**ASSIGNMENT**
Line tally for the word "doormat": count the lines below that contain it and reply with the number alone.

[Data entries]
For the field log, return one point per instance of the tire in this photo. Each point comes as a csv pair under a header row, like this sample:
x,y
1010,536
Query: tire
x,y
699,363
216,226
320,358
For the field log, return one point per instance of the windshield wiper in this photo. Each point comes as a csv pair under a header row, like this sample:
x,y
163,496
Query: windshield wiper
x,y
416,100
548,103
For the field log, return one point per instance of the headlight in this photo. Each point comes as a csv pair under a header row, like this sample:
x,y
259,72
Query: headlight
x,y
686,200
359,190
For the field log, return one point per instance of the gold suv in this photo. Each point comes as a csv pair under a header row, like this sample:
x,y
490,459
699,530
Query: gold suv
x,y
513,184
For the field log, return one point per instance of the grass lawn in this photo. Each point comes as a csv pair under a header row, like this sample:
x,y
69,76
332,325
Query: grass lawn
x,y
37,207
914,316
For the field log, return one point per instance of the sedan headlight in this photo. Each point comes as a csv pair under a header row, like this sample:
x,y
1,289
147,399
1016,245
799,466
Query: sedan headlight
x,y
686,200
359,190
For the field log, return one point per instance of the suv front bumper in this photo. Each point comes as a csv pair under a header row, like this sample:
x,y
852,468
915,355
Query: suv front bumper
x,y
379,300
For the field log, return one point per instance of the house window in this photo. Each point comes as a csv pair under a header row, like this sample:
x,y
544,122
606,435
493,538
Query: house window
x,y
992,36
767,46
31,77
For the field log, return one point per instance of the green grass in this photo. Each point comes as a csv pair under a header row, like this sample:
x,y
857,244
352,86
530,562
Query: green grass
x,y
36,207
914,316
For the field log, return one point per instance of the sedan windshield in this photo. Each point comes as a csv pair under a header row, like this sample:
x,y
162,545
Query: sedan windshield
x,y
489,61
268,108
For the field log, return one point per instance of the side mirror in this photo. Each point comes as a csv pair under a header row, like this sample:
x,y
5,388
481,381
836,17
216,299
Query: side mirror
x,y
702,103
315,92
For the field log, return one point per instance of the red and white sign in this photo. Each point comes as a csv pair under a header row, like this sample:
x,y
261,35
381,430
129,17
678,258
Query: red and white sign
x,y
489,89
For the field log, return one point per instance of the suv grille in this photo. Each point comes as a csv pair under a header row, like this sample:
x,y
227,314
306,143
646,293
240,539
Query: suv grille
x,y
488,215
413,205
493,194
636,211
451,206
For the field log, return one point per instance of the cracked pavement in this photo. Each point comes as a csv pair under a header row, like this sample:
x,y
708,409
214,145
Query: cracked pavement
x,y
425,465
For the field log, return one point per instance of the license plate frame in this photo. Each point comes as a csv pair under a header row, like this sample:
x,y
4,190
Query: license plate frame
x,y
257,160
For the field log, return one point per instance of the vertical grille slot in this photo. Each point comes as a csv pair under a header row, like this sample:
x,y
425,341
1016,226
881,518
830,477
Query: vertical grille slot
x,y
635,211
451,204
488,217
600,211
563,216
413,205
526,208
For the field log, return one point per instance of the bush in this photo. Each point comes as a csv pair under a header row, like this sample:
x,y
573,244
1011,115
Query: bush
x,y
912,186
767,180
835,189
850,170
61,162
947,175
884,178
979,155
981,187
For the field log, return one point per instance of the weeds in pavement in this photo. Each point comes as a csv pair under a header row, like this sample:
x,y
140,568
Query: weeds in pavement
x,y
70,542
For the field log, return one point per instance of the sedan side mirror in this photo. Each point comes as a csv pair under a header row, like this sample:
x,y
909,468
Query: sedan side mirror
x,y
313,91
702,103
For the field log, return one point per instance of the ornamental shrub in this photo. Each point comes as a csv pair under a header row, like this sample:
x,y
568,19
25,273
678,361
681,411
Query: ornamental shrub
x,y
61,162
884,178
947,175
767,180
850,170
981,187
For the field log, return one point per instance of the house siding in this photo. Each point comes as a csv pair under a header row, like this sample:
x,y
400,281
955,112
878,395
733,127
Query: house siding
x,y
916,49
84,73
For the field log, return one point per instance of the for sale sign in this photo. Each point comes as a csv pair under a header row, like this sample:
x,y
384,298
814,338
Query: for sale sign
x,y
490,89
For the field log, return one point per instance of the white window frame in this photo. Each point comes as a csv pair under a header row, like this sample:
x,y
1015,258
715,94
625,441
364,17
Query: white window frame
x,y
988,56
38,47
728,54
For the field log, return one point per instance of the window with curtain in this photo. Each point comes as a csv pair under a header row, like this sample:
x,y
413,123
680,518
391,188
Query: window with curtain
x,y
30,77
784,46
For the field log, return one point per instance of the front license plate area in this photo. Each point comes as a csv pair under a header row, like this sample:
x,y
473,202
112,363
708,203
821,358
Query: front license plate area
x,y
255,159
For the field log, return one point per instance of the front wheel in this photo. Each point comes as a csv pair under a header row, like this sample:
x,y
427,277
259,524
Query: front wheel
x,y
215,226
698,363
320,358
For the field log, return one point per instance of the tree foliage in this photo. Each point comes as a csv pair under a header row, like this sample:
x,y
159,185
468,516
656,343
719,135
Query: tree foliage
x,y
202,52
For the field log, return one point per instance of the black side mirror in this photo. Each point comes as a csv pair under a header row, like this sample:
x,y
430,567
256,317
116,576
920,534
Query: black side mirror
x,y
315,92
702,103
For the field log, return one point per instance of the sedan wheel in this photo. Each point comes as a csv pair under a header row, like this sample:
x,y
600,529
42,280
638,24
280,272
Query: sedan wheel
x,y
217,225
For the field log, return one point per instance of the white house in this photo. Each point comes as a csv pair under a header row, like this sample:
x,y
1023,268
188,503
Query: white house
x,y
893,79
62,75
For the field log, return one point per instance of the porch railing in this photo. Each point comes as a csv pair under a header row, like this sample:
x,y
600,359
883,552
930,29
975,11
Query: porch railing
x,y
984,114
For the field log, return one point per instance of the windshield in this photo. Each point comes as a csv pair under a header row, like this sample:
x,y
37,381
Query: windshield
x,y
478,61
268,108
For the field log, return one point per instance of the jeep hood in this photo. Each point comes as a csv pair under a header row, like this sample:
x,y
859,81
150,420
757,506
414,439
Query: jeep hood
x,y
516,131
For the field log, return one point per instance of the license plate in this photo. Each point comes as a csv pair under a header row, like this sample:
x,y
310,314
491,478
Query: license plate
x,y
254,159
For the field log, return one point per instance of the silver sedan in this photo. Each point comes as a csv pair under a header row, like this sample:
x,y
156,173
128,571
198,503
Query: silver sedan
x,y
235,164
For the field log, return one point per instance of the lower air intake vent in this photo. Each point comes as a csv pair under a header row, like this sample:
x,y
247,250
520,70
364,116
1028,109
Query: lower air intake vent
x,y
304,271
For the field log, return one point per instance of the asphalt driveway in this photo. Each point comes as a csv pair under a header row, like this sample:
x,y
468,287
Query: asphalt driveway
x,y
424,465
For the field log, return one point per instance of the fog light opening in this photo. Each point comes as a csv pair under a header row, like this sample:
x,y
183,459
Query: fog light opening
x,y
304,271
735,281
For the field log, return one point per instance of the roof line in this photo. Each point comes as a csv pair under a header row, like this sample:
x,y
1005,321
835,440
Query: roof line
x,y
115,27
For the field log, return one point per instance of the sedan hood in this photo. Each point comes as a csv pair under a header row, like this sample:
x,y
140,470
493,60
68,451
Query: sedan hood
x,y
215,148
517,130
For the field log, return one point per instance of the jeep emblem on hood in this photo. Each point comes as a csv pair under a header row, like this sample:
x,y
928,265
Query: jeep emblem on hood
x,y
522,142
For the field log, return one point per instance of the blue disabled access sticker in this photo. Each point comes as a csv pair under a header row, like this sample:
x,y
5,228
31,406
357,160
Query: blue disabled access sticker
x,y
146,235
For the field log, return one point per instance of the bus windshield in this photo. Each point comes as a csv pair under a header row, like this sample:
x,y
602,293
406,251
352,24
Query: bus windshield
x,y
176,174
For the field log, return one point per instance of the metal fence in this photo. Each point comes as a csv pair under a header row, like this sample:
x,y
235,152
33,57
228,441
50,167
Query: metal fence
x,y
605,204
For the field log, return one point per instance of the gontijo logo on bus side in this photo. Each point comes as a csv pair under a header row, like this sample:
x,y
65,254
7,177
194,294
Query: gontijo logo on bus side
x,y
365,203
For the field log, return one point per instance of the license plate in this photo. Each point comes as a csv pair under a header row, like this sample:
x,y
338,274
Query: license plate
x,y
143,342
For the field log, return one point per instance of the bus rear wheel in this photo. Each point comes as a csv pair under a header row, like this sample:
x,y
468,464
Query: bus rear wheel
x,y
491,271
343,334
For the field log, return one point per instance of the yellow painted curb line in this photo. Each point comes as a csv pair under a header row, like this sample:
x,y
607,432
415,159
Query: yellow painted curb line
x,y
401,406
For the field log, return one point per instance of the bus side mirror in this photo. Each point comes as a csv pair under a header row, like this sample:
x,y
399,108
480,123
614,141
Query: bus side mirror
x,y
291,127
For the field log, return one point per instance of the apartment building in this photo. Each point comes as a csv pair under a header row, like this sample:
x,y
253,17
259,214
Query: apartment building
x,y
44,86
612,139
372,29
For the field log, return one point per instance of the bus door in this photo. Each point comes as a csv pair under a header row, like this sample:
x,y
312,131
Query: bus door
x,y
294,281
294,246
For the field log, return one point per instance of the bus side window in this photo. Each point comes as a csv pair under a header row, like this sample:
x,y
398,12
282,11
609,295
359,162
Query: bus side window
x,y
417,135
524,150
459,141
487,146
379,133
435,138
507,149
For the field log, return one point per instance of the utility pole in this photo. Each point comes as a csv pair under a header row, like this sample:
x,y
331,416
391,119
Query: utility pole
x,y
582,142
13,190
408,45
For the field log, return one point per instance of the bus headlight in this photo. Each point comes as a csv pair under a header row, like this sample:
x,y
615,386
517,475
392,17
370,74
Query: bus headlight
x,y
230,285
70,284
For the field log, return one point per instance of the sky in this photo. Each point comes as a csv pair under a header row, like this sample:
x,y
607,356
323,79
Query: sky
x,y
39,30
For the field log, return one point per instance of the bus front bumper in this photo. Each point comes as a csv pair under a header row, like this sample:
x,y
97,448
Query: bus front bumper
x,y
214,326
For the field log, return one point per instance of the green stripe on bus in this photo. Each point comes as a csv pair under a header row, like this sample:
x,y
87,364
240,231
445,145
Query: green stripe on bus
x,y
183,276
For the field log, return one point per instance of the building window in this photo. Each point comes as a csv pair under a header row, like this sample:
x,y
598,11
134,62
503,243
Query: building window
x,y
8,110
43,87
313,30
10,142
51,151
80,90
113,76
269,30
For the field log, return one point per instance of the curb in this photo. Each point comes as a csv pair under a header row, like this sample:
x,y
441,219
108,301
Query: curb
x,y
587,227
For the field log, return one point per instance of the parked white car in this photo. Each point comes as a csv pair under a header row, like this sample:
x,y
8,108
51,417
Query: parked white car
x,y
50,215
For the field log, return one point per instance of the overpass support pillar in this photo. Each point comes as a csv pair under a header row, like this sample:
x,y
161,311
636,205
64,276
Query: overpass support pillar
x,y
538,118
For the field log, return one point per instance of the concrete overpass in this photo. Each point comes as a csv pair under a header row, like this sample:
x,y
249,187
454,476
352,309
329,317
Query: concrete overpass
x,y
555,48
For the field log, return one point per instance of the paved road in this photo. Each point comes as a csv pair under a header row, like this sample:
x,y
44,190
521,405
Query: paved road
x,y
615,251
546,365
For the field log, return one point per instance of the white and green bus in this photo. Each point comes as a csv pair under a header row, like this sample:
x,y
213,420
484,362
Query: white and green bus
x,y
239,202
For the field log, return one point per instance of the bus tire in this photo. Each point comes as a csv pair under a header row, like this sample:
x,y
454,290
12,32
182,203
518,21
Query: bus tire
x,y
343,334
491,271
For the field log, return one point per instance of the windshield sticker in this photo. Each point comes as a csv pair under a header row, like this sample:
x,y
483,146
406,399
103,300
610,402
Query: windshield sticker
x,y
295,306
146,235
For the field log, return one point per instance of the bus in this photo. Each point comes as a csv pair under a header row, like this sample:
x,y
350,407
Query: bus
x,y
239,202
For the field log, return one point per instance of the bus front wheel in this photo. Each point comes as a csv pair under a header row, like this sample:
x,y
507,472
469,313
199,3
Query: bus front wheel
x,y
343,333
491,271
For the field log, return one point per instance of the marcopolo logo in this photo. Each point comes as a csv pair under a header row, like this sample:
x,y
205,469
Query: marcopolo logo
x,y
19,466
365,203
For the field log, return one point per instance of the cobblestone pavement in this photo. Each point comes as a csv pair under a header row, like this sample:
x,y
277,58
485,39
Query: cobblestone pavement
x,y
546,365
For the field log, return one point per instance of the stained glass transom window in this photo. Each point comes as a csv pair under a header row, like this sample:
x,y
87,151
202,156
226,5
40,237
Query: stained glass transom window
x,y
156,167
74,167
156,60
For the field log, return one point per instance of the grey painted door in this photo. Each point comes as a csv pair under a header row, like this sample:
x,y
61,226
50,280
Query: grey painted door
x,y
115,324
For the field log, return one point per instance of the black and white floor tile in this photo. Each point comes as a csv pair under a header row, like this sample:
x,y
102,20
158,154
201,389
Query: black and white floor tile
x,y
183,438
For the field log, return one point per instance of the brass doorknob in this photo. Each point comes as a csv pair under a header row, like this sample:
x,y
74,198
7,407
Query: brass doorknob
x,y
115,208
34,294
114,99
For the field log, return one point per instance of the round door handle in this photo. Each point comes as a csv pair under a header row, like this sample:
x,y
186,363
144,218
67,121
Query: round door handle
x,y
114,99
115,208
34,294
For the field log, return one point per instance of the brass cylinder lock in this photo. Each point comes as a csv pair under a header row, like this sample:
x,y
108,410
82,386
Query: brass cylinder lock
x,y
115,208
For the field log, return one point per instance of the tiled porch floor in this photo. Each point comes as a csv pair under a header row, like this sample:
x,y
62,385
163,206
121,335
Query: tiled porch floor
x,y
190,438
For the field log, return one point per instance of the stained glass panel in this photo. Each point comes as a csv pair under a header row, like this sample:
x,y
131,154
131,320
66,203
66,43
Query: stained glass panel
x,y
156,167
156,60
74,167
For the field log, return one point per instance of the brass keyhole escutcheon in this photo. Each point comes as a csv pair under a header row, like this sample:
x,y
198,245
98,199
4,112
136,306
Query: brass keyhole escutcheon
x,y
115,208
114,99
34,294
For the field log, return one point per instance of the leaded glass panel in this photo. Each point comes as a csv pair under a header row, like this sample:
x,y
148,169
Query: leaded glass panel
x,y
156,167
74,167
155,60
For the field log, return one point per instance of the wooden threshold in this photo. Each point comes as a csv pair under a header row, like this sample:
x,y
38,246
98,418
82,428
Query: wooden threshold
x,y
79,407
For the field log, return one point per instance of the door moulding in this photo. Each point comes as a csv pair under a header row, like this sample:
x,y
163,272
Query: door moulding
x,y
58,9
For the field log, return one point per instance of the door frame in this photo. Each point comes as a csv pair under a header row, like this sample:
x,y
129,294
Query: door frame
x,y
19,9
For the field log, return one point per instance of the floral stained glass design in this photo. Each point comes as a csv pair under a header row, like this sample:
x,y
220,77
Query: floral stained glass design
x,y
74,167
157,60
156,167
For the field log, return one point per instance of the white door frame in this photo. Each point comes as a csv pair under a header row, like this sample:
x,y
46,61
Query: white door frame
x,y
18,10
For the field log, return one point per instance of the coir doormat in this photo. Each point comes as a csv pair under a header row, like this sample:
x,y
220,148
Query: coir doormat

**WRITTEN ANSWER**
2